Short task: Rewrite every item below, changing "shaped like this sample" to "in the format of this sample" wherever it occurs and leaving everything else untouched.

[Rows from a pointing dataset]
-- BEGIN --
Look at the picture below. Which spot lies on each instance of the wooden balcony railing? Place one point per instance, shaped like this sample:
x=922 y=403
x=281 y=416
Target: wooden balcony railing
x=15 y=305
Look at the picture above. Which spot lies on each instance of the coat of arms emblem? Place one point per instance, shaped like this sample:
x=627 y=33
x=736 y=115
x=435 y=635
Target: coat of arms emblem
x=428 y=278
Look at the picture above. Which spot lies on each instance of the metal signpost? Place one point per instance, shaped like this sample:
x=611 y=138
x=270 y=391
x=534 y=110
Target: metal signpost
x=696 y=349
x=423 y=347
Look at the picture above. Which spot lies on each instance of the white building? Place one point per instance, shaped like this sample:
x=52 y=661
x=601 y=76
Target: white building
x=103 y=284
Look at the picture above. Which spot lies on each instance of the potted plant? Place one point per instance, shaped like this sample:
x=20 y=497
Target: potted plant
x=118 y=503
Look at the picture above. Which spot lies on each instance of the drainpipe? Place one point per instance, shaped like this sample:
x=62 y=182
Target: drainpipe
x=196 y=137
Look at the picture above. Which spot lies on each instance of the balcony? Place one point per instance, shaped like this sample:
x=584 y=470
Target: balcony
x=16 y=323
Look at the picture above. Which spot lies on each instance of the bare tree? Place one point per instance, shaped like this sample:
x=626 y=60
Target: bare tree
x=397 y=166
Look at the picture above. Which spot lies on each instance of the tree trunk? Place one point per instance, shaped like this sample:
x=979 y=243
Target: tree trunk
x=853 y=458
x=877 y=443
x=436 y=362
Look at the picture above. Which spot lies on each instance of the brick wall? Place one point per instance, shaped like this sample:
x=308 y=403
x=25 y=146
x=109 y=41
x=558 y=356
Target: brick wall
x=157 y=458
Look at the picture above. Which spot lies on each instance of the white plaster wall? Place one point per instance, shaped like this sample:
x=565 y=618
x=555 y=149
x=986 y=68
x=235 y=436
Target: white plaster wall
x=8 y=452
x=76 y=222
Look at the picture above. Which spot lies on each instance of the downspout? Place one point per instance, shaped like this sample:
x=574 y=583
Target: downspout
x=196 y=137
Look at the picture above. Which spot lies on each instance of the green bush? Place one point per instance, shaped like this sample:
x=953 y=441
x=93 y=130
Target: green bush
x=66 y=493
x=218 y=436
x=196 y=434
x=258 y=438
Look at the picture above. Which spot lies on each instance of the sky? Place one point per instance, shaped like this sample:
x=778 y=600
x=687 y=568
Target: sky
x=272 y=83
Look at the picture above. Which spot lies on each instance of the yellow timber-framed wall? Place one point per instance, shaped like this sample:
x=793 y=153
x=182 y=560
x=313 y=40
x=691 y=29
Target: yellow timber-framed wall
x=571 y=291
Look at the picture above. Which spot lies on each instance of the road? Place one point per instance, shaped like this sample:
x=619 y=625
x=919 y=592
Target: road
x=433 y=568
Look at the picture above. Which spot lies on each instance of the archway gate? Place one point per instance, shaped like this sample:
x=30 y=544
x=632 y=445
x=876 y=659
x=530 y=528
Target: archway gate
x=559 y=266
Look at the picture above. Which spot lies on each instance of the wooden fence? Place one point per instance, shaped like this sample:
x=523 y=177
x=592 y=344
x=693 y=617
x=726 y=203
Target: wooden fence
-- END --
Correct output:
Look at the picture below. Which spot lies on each instance of the wooden balcony railing? Place one point per instance, in the format of this sample:
x=922 y=403
x=281 y=416
Target: wooden balcony railing
x=15 y=305
Look at the picture above. Which spot lies on each instance of the coat of arms emblem? Place one point per instance, in the format of this sample:
x=627 y=33
x=736 y=115
x=435 y=635
Target: coat of arms emblem
x=428 y=278
Look at the picture above. Which spot lies on each instance of the metal signpost? Place one point per instance, in the format of this sample:
x=611 y=138
x=270 y=391
x=534 y=110
Target: metal signpost
x=696 y=349
x=423 y=347
Look at the picture above. Which spot lies on each instance of the white building? Place one point per instance, in the format of this sample:
x=52 y=661
x=601 y=76
Target: white building
x=103 y=284
Look at the picture above. Which spot lies on each instance of the potted plant? Place one point per instance, in the format of this sample:
x=20 y=497
Target: potted plant
x=118 y=503
Look at the picture above. Which spot lies on each instance of the drainpipe? Place one point per instance, in the format of this sample:
x=62 y=182
Target: drainpipe
x=196 y=137
Look at the picture above. Which spot lies on each instance of the balcony? Place one point per instance, in the format of this sample:
x=584 y=470
Target: balcony
x=16 y=323
Look at the picture above. Which spot lies on each instance of the bare tree? Place one point per instance, in the format of this sample:
x=626 y=60
Target: bare tree
x=397 y=166
Look at the picture above. Which spot lies on each instance of the tree trunk? Place one point per instance, in the format of this sample:
x=979 y=243
Target: tree trunk
x=853 y=458
x=877 y=443
x=436 y=362
Look at the picture above. Which spot lies on each instance of the brick wall? Place one point per instance, in the format of this sample:
x=308 y=403
x=25 y=146
x=109 y=41
x=558 y=356
Target: brick wall
x=157 y=458
Look at the picture above. Which spot lies on each instance of the white plaster wall? Place one point per instance, in the format of this sample:
x=565 y=618
x=555 y=149
x=986 y=68
x=235 y=436
Target: white plaster wall
x=8 y=452
x=76 y=222
Look at the picture above. Which spot lies on each instance of the downspout? Place one point per instance, in the format of this sample:
x=574 y=583
Target: downspout
x=196 y=137
Look at the picture above. Which spot lies on each instance of the green bush? Place one point per instance, in the format of this sample:
x=953 y=441
x=93 y=130
Target: green bush
x=66 y=493
x=218 y=436
x=196 y=434
x=258 y=438
Look at the picture above. Which spot lies on each instance of the sky? Place one point per instance, in the format of this sample:
x=778 y=600
x=687 y=568
Target: sky
x=272 y=83
Look at the picture above. Which spot lies on each instance of the yellow timber-framed wall? Place one point per instance, in the format of this sample:
x=793 y=153
x=182 y=560
x=313 y=40
x=691 y=29
Target: yellow timber-framed wall
x=571 y=291
Look at the picture above. Which spot lies on each instance of the road? Place one point per instance, in the format of this sample:
x=619 y=625
x=919 y=592
Target: road
x=433 y=568
Look at the picture above. Which spot lies on each instance of the archway gate? Place one point per instance, in the format of this sample:
x=30 y=544
x=632 y=445
x=876 y=659
x=530 y=528
Target: archway gate
x=559 y=266
Look at the picture above. Which spot lies on each instance of the wooden fence? Place one point per instance, in the format of this sample:
x=523 y=177
x=592 y=344
x=693 y=617
x=726 y=203
Target: wooden fence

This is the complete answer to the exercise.